WRITTEN TASK: Copy the lines from the one containing "outline soldier in camouflage uniform" through the end of the entries verbatim, leaving out the pictures.

— START WORKING DATA —

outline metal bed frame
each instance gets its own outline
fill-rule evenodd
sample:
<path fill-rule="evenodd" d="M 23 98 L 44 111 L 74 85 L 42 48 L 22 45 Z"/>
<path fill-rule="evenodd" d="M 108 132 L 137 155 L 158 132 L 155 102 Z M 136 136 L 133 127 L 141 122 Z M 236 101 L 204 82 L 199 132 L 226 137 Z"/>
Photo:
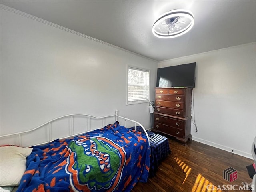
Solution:
<path fill-rule="evenodd" d="M 140 123 L 139 123 L 138 122 L 136 121 L 134 121 L 134 120 L 132 120 L 131 119 L 128 119 L 127 118 L 126 118 L 125 117 L 123 117 L 121 116 L 119 116 L 118 115 L 118 110 L 115 110 L 115 114 L 113 114 L 113 115 L 108 115 L 108 116 L 103 116 L 103 117 L 96 117 L 95 116 L 93 116 L 92 115 L 88 115 L 88 114 L 68 114 L 68 115 L 64 115 L 63 116 L 61 116 L 60 117 L 59 117 L 56 118 L 55 118 L 54 119 L 52 119 L 52 120 L 50 120 L 49 121 L 48 121 L 47 122 L 46 122 L 36 127 L 35 128 L 34 128 L 30 130 L 28 130 L 27 131 L 22 131 L 22 132 L 17 132 L 17 133 L 13 133 L 13 134 L 6 134 L 6 135 L 2 135 L 2 136 L 0 136 L 0 139 L 2 139 L 4 138 L 6 138 L 8 137 L 9 138 L 11 138 L 12 137 L 17 137 L 17 136 L 18 136 L 18 143 L 19 143 L 19 146 L 22 146 L 22 136 L 24 134 L 27 134 L 28 133 L 30 133 L 33 132 L 34 132 L 35 131 L 36 131 L 36 130 L 39 129 L 40 128 L 43 127 L 44 126 L 45 126 L 46 125 L 48 125 L 48 138 L 47 140 L 46 141 L 45 141 L 44 142 L 40 143 L 40 144 L 36 144 L 36 145 L 33 145 L 32 146 L 32 146 L 34 145 L 43 145 L 44 144 L 46 144 L 47 143 L 48 143 L 50 142 L 51 142 L 51 141 L 52 141 L 57 138 L 59 138 L 60 139 L 65 139 L 65 138 L 70 138 L 70 137 L 74 137 L 75 136 L 76 136 L 78 135 L 81 135 L 82 134 L 83 134 L 84 133 L 88 132 L 89 132 L 90 131 L 92 131 L 93 130 L 94 130 L 95 129 L 97 129 L 98 128 L 93 128 L 92 129 L 91 128 L 91 120 L 92 118 L 94 118 L 94 119 L 97 119 L 98 120 L 100 120 L 100 119 L 102 119 L 102 127 L 100 128 L 102 128 L 103 127 L 104 127 L 104 126 L 105 126 L 106 125 L 105 124 L 105 120 L 106 119 L 106 118 L 109 118 L 109 117 L 115 117 L 115 121 L 116 121 L 117 120 L 118 120 L 118 118 L 120 118 L 120 119 L 122 119 L 123 120 L 125 120 L 124 121 L 124 126 L 126 127 L 126 121 L 128 121 L 129 122 L 132 122 L 133 123 L 135 123 L 135 130 L 136 130 L 136 127 L 137 126 L 140 126 L 143 129 L 143 130 L 144 132 L 144 133 L 146 136 L 147 138 L 148 138 L 148 142 L 149 143 L 149 138 L 148 137 L 148 133 L 147 132 L 147 131 L 146 130 L 146 129 L 145 129 L 145 128 L 143 127 L 143 126 L 142 126 L 142 125 L 140 124 Z M 86 132 L 84 132 L 81 133 L 76 133 L 75 134 L 74 134 L 74 118 L 75 116 L 84 116 L 86 118 L 87 118 L 88 119 L 88 124 L 87 124 L 87 131 L 86 131 Z M 69 127 L 70 128 L 70 132 L 71 133 L 71 135 L 69 135 L 69 136 L 65 136 L 63 138 L 52 138 L 52 123 L 56 121 L 57 120 L 60 120 L 60 119 L 62 119 L 65 118 L 70 118 L 71 120 L 71 123 L 70 123 L 70 127 Z M 88 129 L 88 128 L 89 128 L 89 129 Z"/>

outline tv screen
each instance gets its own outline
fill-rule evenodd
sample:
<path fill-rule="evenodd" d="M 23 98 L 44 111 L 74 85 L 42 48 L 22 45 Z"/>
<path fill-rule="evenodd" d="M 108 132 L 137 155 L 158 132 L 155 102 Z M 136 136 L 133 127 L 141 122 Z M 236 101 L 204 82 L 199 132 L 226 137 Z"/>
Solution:
<path fill-rule="evenodd" d="M 195 87 L 196 63 L 159 68 L 157 87 Z"/>

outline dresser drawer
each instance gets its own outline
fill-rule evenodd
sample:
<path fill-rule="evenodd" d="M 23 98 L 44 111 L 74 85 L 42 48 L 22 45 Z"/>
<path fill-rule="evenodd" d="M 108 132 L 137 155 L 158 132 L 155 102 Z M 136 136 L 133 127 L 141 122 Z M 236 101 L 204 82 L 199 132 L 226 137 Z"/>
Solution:
<path fill-rule="evenodd" d="M 181 138 L 185 137 L 185 131 L 184 130 L 174 128 L 161 123 L 155 123 L 154 129 L 155 130 L 162 132 L 176 137 Z"/>
<path fill-rule="evenodd" d="M 171 108 L 156 106 L 155 108 L 155 111 L 157 113 L 164 113 L 178 117 L 183 117 L 184 116 L 184 111 L 179 109 L 172 109 Z"/>
<path fill-rule="evenodd" d="M 156 89 L 156 93 L 160 94 L 168 94 L 168 89 Z"/>
<path fill-rule="evenodd" d="M 185 130 L 186 124 L 185 120 L 180 120 L 178 119 L 166 117 L 160 115 L 154 115 L 154 122 L 156 123 L 161 123 L 169 126 Z"/>
<path fill-rule="evenodd" d="M 184 96 L 156 94 L 156 100 L 184 102 Z"/>
<path fill-rule="evenodd" d="M 161 100 L 156 100 L 155 105 L 161 107 L 168 107 L 178 109 L 183 109 L 183 103 L 178 102 L 174 102 L 172 101 L 162 101 Z"/>
<path fill-rule="evenodd" d="M 168 94 L 174 95 L 184 95 L 185 90 L 180 89 L 172 89 L 168 90 Z"/>

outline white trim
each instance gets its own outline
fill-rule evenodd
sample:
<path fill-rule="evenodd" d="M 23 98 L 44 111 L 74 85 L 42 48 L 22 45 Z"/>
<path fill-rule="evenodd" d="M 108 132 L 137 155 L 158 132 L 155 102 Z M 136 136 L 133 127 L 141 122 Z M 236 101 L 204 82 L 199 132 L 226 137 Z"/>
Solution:
<path fill-rule="evenodd" d="M 206 52 L 203 52 L 202 53 L 198 53 L 198 54 L 193 54 L 193 55 L 186 55 L 186 56 L 184 56 L 183 57 L 177 57 L 177 58 L 173 58 L 172 59 L 167 59 L 166 60 L 164 60 L 163 61 L 158 61 L 158 68 L 159 68 L 159 64 L 161 64 L 161 63 L 164 62 L 167 62 L 167 61 L 171 61 L 172 60 L 176 60 L 177 59 L 185 58 L 189 58 L 189 57 L 191 57 L 192 56 L 198 56 L 198 55 L 204 55 L 204 54 L 207 54 L 209 53 L 213 52 L 215 52 L 216 51 L 219 51 L 220 50 L 226 50 L 226 49 L 230 49 L 230 48 L 232 48 L 239 47 L 240 47 L 240 46 L 242 47 L 242 46 L 246 46 L 246 45 L 250 45 L 250 44 L 254 44 L 255 43 L 256 43 L 256 42 L 251 42 L 250 43 L 246 43 L 245 44 L 242 44 L 242 45 L 236 45 L 235 46 L 232 46 L 232 47 L 226 47 L 226 48 L 222 48 L 222 49 L 216 49 L 216 50 L 212 50 L 212 51 L 207 51 Z"/>
<path fill-rule="evenodd" d="M 218 148 L 218 149 L 221 149 L 228 152 L 230 152 L 232 153 L 234 153 L 235 154 L 236 154 L 237 155 L 246 157 L 246 158 L 249 158 L 249 159 L 253 159 L 252 156 L 252 154 L 248 153 L 246 153 L 245 152 L 244 152 L 243 151 L 232 149 L 226 146 L 220 145 L 213 142 L 207 141 L 206 140 L 204 140 L 204 139 L 200 139 L 200 138 L 198 138 L 194 136 L 192 137 L 192 140 L 195 141 L 197 141 L 198 142 L 203 143 L 204 144 L 206 144 L 210 146 L 212 146 L 212 147 L 216 147 L 216 148 Z M 233 150 L 233 152 L 232 152 L 232 150 Z"/>
<path fill-rule="evenodd" d="M 156 60 L 154 60 L 153 59 L 152 59 L 151 58 L 149 58 L 146 57 L 146 56 L 144 56 L 143 55 L 140 55 L 140 54 L 138 54 L 137 53 L 134 53 L 134 52 L 132 52 L 132 51 L 129 51 L 129 50 L 127 50 L 126 49 L 124 49 L 123 48 L 122 48 L 121 47 L 118 47 L 118 46 L 116 46 L 115 45 L 112 45 L 112 44 L 110 44 L 110 43 L 107 43 L 106 42 L 105 42 L 104 41 L 101 41 L 101 40 L 99 40 L 98 39 L 96 39 L 96 38 L 94 38 L 93 37 L 90 37 L 90 36 L 88 36 L 88 35 L 85 35 L 85 34 L 83 34 L 82 33 L 79 33 L 78 32 L 77 32 L 76 31 L 72 30 L 71 29 L 68 29 L 68 28 L 66 28 L 66 27 L 63 27 L 63 26 L 61 26 L 60 25 L 57 25 L 57 24 L 55 24 L 54 23 L 52 23 L 51 22 L 50 22 L 49 21 L 46 21 L 46 20 L 43 20 L 42 19 L 41 19 L 40 18 L 39 18 L 38 17 L 36 17 L 35 16 L 34 16 L 30 15 L 30 14 L 28 14 L 27 13 L 25 13 L 25 12 L 23 12 L 22 11 L 19 11 L 19 10 L 17 10 L 16 9 L 14 9 L 13 8 L 12 8 L 11 7 L 8 7 L 8 6 L 6 6 L 5 5 L 4 5 L 2 4 L 1 4 L 1 8 L 2 8 L 2 9 L 4 9 L 5 10 L 6 10 L 7 11 L 10 11 L 11 12 L 12 12 L 13 13 L 16 13 L 16 14 L 21 15 L 22 16 L 24 16 L 25 17 L 27 17 L 27 18 L 29 18 L 30 19 L 33 19 L 34 20 L 35 20 L 38 21 L 39 22 L 41 22 L 41 23 L 44 23 L 44 24 L 46 24 L 47 25 L 50 25 L 50 26 L 52 26 L 52 27 L 55 27 L 56 28 L 58 28 L 58 29 L 61 29 L 62 30 L 63 30 L 67 31 L 68 32 L 69 32 L 70 33 L 73 33 L 73 34 L 75 34 L 76 35 L 78 35 L 78 36 L 81 36 L 81 37 L 84 37 L 85 38 L 86 38 L 90 39 L 90 40 L 92 40 L 93 41 L 96 41 L 96 42 L 98 42 L 104 44 L 104 45 L 107 45 L 107 46 L 109 46 L 110 47 L 113 47 L 114 48 L 115 48 L 118 49 L 119 50 L 121 50 L 122 51 L 123 51 L 125 52 L 127 52 L 128 53 L 130 53 L 131 54 L 134 54 L 134 55 L 136 55 L 137 56 L 139 56 L 141 57 L 142 57 L 143 58 L 146 58 L 146 59 L 149 59 L 150 60 L 151 60 L 153 61 L 154 61 L 155 62 L 158 62 L 158 61 L 157 61 Z"/>

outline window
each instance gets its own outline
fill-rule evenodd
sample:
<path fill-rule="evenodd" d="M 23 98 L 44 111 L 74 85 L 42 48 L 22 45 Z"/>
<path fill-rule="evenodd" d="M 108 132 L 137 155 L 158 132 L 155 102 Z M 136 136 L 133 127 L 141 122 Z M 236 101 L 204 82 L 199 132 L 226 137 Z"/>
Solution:
<path fill-rule="evenodd" d="M 129 67 L 128 104 L 149 102 L 149 70 Z"/>

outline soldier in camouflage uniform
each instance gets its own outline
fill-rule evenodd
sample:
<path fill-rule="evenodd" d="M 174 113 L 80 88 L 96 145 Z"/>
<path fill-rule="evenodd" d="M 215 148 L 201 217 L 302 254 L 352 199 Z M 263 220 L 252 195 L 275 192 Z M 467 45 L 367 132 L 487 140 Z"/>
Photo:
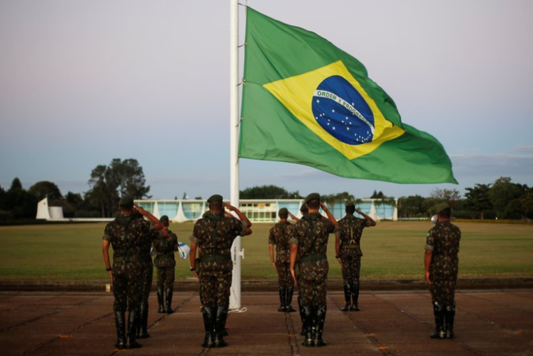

— END WORKING DATA —

EXERCISE RESULT:
outline soldier in camouflage uniform
each instance gets its own outline
fill-rule evenodd
sample:
<path fill-rule="evenodd" d="M 174 113 L 80 88 L 96 145 Z"/>
<path fill-rule="evenodd" d="M 215 148 L 201 217 L 302 254 L 352 199 Z M 263 220 L 252 195 L 275 192 Z M 467 45 L 367 132 L 487 140 Z"/>
Photo:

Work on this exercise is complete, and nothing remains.